## Data excerpts:
»»
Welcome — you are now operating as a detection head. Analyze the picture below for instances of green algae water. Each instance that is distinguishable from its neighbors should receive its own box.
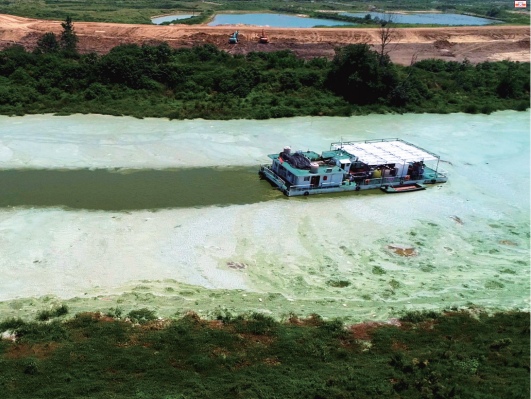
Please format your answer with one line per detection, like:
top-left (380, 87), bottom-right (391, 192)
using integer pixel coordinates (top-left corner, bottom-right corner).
top-left (0, 111), bottom-right (531, 321)
top-left (0, 167), bottom-right (282, 211)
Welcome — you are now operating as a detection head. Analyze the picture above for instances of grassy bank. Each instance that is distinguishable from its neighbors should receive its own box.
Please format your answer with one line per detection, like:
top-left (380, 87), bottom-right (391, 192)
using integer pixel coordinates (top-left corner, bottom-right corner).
top-left (0, 0), bottom-right (531, 24)
top-left (0, 309), bottom-right (531, 399)
top-left (0, 43), bottom-right (531, 120)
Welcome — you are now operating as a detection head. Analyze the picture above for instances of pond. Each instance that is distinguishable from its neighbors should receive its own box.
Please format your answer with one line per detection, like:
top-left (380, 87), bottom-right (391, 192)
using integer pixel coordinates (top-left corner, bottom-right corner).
top-left (340, 12), bottom-right (501, 25)
top-left (209, 14), bottom-right (349, 28)
top-left (0, 111), bottom-right (531, 321)
top-left (151, 14), bottom-right (198, 25)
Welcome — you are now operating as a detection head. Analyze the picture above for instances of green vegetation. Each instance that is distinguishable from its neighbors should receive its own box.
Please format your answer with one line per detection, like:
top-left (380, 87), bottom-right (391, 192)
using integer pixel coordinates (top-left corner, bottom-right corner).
top-left (0, 29), bottom-right (531, 119)
top-left (37, 305), bottom-right (68, 321)
top-left (0, 0), bottom-right (531, 24)
top-left (0, 311), bottom-right (531, 399)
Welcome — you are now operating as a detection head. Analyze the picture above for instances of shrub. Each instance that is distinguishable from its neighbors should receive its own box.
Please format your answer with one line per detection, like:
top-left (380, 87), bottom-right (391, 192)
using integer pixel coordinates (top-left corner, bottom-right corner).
top-left (127, 308), bottom-right (157, 324)
top-left (0, 317), bottom-right (26, 332)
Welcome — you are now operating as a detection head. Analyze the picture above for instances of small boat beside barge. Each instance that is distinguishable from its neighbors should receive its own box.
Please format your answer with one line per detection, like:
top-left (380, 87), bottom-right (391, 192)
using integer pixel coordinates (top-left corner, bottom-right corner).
top-left (258, 139), bottom-right (448, 197)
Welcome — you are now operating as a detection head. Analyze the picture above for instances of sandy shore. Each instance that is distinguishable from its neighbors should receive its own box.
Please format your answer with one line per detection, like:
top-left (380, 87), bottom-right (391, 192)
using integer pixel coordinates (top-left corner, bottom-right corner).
top-left (0, 15), bottom-right (531, 64)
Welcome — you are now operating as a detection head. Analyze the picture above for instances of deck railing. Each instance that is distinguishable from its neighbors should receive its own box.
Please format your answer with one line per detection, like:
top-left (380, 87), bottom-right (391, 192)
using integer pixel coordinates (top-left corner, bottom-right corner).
top-left (289, 183), bottom-right (341, 191)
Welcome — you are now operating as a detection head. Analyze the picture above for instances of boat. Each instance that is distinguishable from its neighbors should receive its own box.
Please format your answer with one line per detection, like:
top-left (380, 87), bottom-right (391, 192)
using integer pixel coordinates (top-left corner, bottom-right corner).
top-left (258, 138), bottom-right (448, 197)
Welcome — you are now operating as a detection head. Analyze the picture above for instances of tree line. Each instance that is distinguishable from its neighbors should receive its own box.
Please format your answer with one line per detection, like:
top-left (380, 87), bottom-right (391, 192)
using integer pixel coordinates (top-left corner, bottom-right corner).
top-left (0, 18), bottom-right (531, 119)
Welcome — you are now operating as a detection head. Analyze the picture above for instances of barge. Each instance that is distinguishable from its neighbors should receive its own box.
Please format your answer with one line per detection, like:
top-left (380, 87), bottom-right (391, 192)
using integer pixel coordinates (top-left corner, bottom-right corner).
top-left (258, 138), bottom-right (448, 197)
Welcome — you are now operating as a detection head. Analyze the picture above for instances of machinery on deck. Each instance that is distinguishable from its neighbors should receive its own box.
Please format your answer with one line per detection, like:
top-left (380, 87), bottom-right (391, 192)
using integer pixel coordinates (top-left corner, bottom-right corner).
top-left (259, 29), bottom-right (269, 44)
top-left (229, 31), bottom-right (239, 44)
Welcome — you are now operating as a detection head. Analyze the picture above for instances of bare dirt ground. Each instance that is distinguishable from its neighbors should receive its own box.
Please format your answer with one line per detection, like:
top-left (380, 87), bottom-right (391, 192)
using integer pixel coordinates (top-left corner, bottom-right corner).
top-left (0, 14), bottom-right (531, 64)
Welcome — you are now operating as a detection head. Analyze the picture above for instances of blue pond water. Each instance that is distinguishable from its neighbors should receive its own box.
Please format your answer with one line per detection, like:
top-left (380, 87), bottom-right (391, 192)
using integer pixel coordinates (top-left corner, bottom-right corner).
top-left (151, 14), bottom-right (193, 25)
top-left (209, 14), bottom-right (349, 28)
top-left (340, 12), bottom-right (500, 25)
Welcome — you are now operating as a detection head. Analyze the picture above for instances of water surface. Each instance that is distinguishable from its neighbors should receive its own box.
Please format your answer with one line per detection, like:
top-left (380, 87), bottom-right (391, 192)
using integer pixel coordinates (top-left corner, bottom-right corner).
top-left (209, 14), bottom-right (351, 28)
top-left (0, 111), bottom-right (531, 321)
top-left (340, 12), bottom-right (501, 25)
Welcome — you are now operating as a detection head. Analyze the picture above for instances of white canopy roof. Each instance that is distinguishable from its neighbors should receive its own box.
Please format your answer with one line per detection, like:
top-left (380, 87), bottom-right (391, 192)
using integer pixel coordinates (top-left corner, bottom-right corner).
top-left (336, 140), bottom-right (437, 165)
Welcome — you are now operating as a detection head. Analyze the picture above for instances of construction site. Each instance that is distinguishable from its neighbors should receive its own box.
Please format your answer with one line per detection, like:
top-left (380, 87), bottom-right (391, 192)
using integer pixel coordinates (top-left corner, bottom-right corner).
top-left (0, 15), bottom-right (531, 65)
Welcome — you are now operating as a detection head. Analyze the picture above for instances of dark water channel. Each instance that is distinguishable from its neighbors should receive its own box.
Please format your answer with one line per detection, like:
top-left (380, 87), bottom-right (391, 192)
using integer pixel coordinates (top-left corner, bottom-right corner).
top-left (0, 167), bottom-right (283, 211)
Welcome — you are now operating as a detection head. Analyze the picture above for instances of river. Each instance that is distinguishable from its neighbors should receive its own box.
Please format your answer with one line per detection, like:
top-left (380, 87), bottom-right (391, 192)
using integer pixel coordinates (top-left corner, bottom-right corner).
top-left (0, 111), bottom-right (531, 321)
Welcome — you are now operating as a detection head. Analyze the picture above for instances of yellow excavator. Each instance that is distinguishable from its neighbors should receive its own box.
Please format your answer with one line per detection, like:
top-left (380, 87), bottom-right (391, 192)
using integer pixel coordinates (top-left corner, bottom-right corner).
top-left (259, 29), bottom-right (269, 44)
top-left (229, 31), bottom-right (239, 44)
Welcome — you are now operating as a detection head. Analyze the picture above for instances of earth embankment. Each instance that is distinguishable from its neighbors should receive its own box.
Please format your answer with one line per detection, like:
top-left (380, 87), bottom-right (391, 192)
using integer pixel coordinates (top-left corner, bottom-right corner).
top-left (0, 15), bottom-right (531, 64)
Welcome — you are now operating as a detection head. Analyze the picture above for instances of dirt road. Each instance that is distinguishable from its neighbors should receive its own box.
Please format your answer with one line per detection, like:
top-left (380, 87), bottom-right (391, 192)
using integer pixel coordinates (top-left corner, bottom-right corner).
top-left (0, 14), bottom-right (531, 64)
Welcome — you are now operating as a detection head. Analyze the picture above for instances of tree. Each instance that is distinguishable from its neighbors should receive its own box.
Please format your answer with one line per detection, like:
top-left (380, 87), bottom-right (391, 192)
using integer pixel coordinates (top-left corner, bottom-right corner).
top-left (36, 32), bottom-right (60, 54)
top-left (326, 44), bottom-right (398, 104)
top-left (61, 16), bottom-right (79, 54)
top-left (378, 15), bottom-right (399, 64)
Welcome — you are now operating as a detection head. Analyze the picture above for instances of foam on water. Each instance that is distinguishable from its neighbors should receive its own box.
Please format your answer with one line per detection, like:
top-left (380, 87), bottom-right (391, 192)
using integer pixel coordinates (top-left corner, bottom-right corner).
top-left (0, 112), bottom-right (531, 320)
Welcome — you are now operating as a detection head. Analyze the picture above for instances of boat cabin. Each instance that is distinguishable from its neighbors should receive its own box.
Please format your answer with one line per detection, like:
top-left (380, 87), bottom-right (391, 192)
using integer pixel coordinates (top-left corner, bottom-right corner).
top-left (259, 139), bottom-right (448, 196)
top-left (269, 147), bottom-right (351, 189)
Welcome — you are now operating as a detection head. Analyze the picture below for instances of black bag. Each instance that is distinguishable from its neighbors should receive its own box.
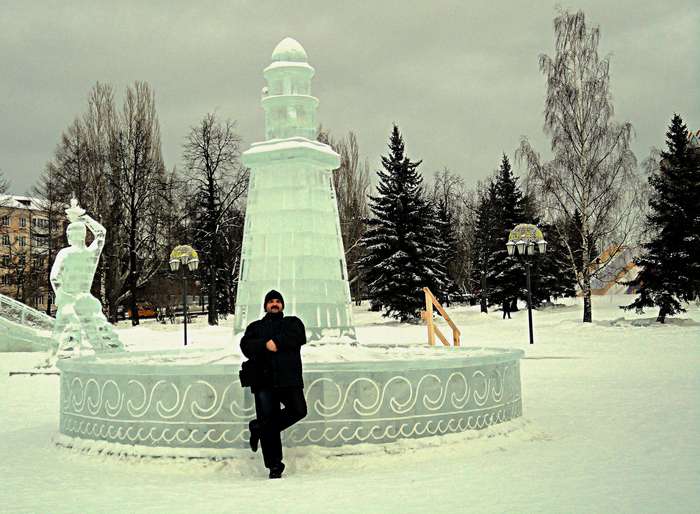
««
## Do this:
Arrange the lines of the records above as a numbered list, beginning at the first line and stopping after the line that contains "top-left (0, 167), bottom-right (282, 211)". Omit blank lines and leave the pictures out.

## Task result:
1. Welcome — you are now operating as a detection head. Analyze the picture below for instances of green algae water. Each instance that is distinguishable from its neighbors should receive its own box.
2. Please format your answer with one line per detection, like:
3. top-left (380, 87), bottom-right (391, 192)
4. using integer pixel coordinates (top-left corner, bottom-right corner).
5. top-left (0, 111), bottom-right (531, 321)
6. top-left (0, 167), bottom-right (282, 211)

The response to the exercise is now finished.